Extracted data entries:
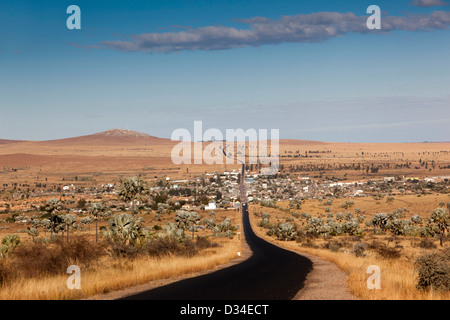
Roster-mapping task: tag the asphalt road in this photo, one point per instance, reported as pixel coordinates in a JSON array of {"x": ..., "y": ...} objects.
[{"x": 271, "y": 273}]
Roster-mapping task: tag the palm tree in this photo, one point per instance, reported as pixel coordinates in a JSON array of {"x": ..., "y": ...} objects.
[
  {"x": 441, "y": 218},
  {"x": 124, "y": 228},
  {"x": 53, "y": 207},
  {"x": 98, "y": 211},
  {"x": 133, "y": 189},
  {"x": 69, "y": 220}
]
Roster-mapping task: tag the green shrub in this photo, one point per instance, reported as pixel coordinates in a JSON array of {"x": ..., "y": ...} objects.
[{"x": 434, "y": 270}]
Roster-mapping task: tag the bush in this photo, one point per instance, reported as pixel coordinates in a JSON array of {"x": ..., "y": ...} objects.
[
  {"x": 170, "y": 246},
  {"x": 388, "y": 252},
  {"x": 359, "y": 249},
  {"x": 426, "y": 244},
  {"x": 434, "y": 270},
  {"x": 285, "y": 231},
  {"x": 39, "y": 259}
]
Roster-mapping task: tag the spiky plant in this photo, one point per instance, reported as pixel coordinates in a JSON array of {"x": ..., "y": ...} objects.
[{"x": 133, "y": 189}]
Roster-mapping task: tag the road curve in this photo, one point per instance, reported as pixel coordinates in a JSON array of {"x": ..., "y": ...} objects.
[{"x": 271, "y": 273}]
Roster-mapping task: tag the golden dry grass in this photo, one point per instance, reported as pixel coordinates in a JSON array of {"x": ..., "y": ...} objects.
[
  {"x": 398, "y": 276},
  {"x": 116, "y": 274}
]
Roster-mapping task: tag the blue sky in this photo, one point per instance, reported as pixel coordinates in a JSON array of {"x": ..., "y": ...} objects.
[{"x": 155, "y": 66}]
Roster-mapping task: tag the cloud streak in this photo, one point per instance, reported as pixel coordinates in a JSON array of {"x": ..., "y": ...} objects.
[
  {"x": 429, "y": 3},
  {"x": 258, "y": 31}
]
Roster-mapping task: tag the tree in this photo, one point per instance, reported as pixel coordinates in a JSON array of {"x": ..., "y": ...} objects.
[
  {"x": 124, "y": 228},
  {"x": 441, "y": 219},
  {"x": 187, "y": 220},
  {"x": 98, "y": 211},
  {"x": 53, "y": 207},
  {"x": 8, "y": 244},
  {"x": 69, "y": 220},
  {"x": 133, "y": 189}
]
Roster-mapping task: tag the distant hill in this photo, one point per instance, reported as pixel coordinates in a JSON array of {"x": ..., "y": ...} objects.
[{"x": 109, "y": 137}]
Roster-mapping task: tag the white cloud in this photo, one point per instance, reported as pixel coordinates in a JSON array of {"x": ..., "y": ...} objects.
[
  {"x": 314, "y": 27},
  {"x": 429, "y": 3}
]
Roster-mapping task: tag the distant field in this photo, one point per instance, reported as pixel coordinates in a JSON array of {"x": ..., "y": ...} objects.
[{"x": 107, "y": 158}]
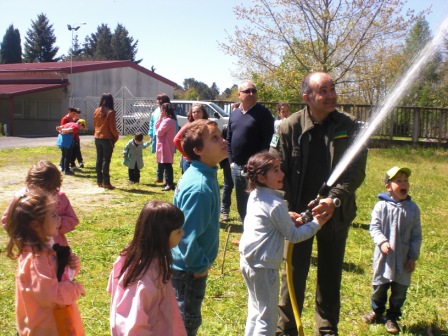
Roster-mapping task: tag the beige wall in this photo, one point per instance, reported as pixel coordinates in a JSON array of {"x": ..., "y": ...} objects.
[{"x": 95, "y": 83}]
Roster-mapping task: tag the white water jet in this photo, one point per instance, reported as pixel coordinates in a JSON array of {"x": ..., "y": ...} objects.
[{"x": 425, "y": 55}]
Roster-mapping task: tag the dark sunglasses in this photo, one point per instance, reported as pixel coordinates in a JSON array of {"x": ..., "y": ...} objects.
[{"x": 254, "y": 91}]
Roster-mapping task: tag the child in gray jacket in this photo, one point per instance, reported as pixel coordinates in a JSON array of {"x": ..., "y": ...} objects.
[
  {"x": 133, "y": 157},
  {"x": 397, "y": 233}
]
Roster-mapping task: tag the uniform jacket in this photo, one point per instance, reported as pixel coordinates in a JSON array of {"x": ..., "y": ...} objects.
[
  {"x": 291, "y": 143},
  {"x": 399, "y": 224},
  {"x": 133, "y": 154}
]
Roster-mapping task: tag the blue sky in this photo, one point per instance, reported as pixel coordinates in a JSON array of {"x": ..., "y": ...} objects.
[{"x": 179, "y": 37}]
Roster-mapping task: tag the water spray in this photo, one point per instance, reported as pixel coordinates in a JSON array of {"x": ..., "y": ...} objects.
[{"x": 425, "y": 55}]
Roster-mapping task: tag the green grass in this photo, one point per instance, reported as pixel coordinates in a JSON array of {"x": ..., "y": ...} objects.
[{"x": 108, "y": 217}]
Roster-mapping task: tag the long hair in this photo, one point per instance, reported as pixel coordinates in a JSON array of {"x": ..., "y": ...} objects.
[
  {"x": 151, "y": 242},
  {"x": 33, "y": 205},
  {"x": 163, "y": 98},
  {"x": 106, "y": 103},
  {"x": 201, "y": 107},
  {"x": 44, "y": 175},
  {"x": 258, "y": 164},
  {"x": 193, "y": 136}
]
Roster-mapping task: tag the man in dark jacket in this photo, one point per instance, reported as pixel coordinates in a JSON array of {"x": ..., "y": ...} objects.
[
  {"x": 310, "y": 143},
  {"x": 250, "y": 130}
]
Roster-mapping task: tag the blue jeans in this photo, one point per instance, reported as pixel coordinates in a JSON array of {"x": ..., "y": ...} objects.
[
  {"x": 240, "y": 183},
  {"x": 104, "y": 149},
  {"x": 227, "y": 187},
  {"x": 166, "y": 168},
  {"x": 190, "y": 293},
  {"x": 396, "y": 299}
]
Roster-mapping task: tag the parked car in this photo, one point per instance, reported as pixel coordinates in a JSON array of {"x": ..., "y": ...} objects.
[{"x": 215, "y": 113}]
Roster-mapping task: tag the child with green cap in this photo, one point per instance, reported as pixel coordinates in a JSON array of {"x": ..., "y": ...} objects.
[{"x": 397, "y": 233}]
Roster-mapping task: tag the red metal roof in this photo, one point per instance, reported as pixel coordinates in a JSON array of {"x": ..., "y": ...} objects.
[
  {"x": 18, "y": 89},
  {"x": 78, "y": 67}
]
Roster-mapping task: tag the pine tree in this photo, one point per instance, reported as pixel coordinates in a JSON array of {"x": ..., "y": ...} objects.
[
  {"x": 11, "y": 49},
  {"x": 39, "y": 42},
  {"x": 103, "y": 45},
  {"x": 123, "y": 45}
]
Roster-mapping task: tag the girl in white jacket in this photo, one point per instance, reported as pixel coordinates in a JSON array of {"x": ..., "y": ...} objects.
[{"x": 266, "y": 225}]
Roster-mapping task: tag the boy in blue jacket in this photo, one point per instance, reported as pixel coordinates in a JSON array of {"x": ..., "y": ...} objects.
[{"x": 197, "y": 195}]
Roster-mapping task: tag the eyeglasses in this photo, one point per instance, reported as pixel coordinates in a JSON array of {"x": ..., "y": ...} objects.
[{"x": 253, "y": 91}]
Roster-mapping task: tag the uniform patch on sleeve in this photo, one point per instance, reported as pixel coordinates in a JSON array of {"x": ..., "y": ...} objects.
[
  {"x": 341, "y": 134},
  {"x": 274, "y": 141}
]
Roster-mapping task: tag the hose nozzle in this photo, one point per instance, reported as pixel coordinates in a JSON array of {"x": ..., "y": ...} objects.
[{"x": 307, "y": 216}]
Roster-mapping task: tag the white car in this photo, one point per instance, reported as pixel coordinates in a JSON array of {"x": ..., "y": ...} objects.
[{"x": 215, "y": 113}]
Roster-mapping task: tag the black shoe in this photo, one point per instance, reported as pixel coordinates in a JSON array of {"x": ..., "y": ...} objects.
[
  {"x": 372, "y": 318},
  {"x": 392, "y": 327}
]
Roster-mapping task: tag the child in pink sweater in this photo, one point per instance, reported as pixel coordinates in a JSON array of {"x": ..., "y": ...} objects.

The task: Return the records exactly. Don't carry the pictures over.

Reply to the exercise:
Roster-mapping task: tag the asphalt road in this photo, one point per instance, reported as pixel coordinates in a JSON array of {"x": ..., "y": ...} objects.
[{"x": 271, "y": 273}]
Roster-mapping task: tag the palm tree in this photo, one point per instance, reported as pixel coordinates in a JSON array of {"x": ..., "y": ...} objects.
[
  {"x": 441, "y": 218},
  {"x": 124, "y": 228},
  {"x": 53, "y": 207},
  {"x": 98, "y": 211},
  {"x": 133, "y": 189},
  {"x": 69, "y": 220}
]
Roster-mapping task: tag the green shrub in this photo, one point per instance, reported as pixel coordinates in a JSON array of {"x": ..., "y": ...} objects.
[{"x": 434, "y": 270}]
Roster-mapping task: tag the bush in this photo, one point per instance, reported as pixel coordinates in a JSON array of {"x": ..., "y": ...} objects.
[
  {"x": 170, "y": 246},
  {"x": 388, "y": 252},
  {"x": 359, "y": 249},
  {"x": 426, "y": 244},
  {"x": 434, "y": 270},
  {"x": 285, "y": 231},
  {"x": 39, "y": 259}
]
Roster-mapping task: tag the spiky plant in this photo, one point per instance, reported as pixel coordinates in a JSON array of {"x": ..., "y": ...} objects.
[{"x": 133, "y": 189}]
Roster-mapping task: tag the road curve in this photo, one point per instance, reported as pixel coordinates in a JSON array of {"x": ..., "y": ...} objects.
[{"x": 271, "y": 273}]
Roster-mapping task: tag the golden dry grass in this photo, one point per instance, reported as pixel coordinates in a JSON array of {"x": ..., "y": ...} objects.
[
  {"x": 398, "y": 276},
  {"x": 116, "y": 274}
]
Roster-mapping task: tag the blue sky in this photo, one point per instance, reported as pixel coordinates in a JSON array of {"x": ..., "y": ...} objects.
[{"x": 155, "y": 66}]
Roster-mapping task: tag the cloud streak in this photo, one point per instance, reported as pixel coordinates in a JSON array of {"x": ..., "y": ...} objects.
[
  {"x": 429, "y": 3},
  {"x": 258, "y": 31}
]
Roster-mapping task: tag the tree in this photo, one point per instance, reported as pixel coordinates in a JSON array of {"x": ..., "y": ...} objects.
[
  {"x": 124, "y": 228},
  {"x": 441, "y": 219},
  {"x": 187, "y": 220},
  {"x": 98, "y": 211},
  {"x": 53, "y": 207},
  {"x": 8, "y": 244},
  {"x": 69, "y": 220},
  {"x": 133, "y": 189}
]
Roster-mapping task: tag the distant hill in this photo, one point per instance, reported as pixel coordinates in a JSON array of {"x": ..., "y": ...} objects.
[{"x": 109, "y": 137}]
Roster-mapping task: tag the white cloud in this photo, one point per instance, reported as pixel coordinates in a JSON array of {"x": ..., "y": ...} objects.
[
  {"x": 314, "y": 27},
  {"x": 429, "y": 3}
]
Roster-mapping task: tag the distant field in this photo, one point per instance, reported as pixel coordinates in a JSON array of {"x": ..., "y": ...} objects.
[{"x": 107, "y": 158}]
Roster-mapping task: tag the beige wall in this photo, one point per instance, reported as pixel coordinates in a JSON array of {"x": ..., "y": ...} objects.
[{"x": 95, "y": 83}]
Roster-mapping task: tag the white water jet in this photo, one point per instance, reported as pixel coordinates in a JSON array of {"x": ..., "y": ...} objects.
[{"x": 425, "y": 55}]
Roster-mapping task: tag the dark sunglasses in this photo, one point per instance, reported as pixel coordinates in a JSON array of {"x": ..., "y": ...} objects.
[{"x": 254, "y": 91}]
Roster-mapping task: tag the child in gray jacket in this photo, one point per instance, reported as pixel coordinates in a JSON array of {"x": ..., "y": ...} objects.
[
  {"x": 133, "y": 157},
  {"x": 397, "y": 233}
]
Roster-mapping task: tag the uniform jacket in this photo, one point per instance, reported as pixel coordinates in a JSON array of {"x": ..., "y": ...} objects.
[
  {"x": 291, "y": 143},
  {"x": 399, "y": 224},
  {"x": 133, "y": 154}
]
Roster-mapping task: tag the blue sky in this photo, one point per instance, reported as pixel coordinates in a JSON array of {"x": ..., "y": ...} objects.
[{"x": 179, "y": 37}]
Roster-mapping task: tag the water spray in this photo, one point per instance, reported as pixel coordinates in a JSON array of {"x": ..., "y": ...} objects.
[{"x": 425, "y": 55}]
Roster-mapping task: tag the green grass in this photo, one point per instance, reported as pixel coordinates in a JSON array of {"x": ..., "y": ...} objects.
[{"x": 108, "y": 217}]
Roster-mapping task: tag the long hair in this photo, one point per instance, reported as pixel coordinates in a JSON array of {"x": ..., "y": ...} objects.
[
  {"x": 151, "y": 242},
  {"x": 33, "y": 205},
  {"x": 163, "y": 98},
  {"x": 106, "y": 103},
  {"x": 201, "y": 107},
  {"x": 44, "y": 175},
  {"x": 258, "y": 164},
  {"x": 193, "y": 136}
]
Roster-mapping task: tag the man in dark jacket in this photo, one point per instance, reported as pixel coordinates in a JSON array of {"x": ..., "y": ...} objects.
[
  {"x": 310, "y": 143},
  {"x": 250, "y": 130}
]
Roster-mapping task: tag the blue jeans in this photo, one point per instance, reported as pixel coordinates in a JSON array of {"x": ..., "y": ...} objects.
[
  {"x": 240, "y": 183},
  {"x": 104, "y": 149},
  {"x": 227, "y": 187},
  {"x": 166, "y": 168},
  {"x": 190, "y": 293},
  {"x": 396, "y": 299}
]
Roster-mapping task: tag the parked car in this photo, one point per instance, reported as pixel coordinates in a JSON array of {"x": ..., "y": ...} objects.
[{"x": 215, "y": 113}]
Roster-mapping task: tag the child with green cap in this photo, one point per instance, reported as pixel coordinates in a JSON array of {"x": ..., "y": ...} objects.
[{"x": 397, "y": 233}]
Roster-mapping task: tag the red metal roof in this photo, one point per instance, reported as pixel coordinates in a JSON array of {"x": ..., "y": ...} objects.
[
  {"x": 18, "y": 89},
  {"x": 78, "y": 67}
]
Roster-mapping task: tag the pine tree in this photo, one point per instance, reported as pixel coordinates in a JSON array of {"x": ..., "y": ...} objects.
[
  {"x": 11, "y": 49},
  {"x": 39, "y": 42},
  {"x": 103, "y": 45},
  {"x": 123, "y": 45}
]
Roster-mapping task: tag the girl in white jacket in this photo, one point per instance, reported as pixel coordinates in a JSON array of {"x": ..., "y": ...} objects.
[{"x": 266, "y": 225}]
Roster-mapping task: tag the boy in blue jacket in this photo, one point per instance, reported as pixel coordinates in a JSON array of {"x": ..., "y": ...} objects.
[{"x": 197, "y": 195}]
Roster-mapping task: tag the eyeglasses in this photo, one point per instance, reported as pixel coordinates in a JSON array of {"x": ..., "y": ...} objects.
[{"x": 253, "y": 91}]
Roster-mapping task: tag the uniform patch on sleeve in this photo, one point per instance, reported as pixel coordinates in a JSON array of {"x": ..., "y": ...} objects.
[
  {"x": 341, "y": 134},
  {"x": 274, "y": 141}
]
Roster-mapping task: tag the hose nozzle in this photo, one point per instance, reported as pixel coordinates in a JSON array of {"x": ..., "y": ...} objects.
[{"x": 307, "y": 216}]
Roster-mapping task: tag the white car in this photo, one point per instance, reported as pixel coordinates in a JSON array of {"x": ..., "y": ...} objects.
[{"x": 215, "y": 113}]
Roster-mapping task: tag the black shoe in this photo, one point per instance, reported as pixel coordinates in a JSON array of {"x": ..., "y": ...} objects.
[
  {"x": 372, "y": 318},
  {"x": 392, "y": 327}
]
Roster-mapping task: tag the child in pink sweater in this photo, one point per instance, reported as pixel coordinates in a JSON array of {"x": ..., "y": ...} objects.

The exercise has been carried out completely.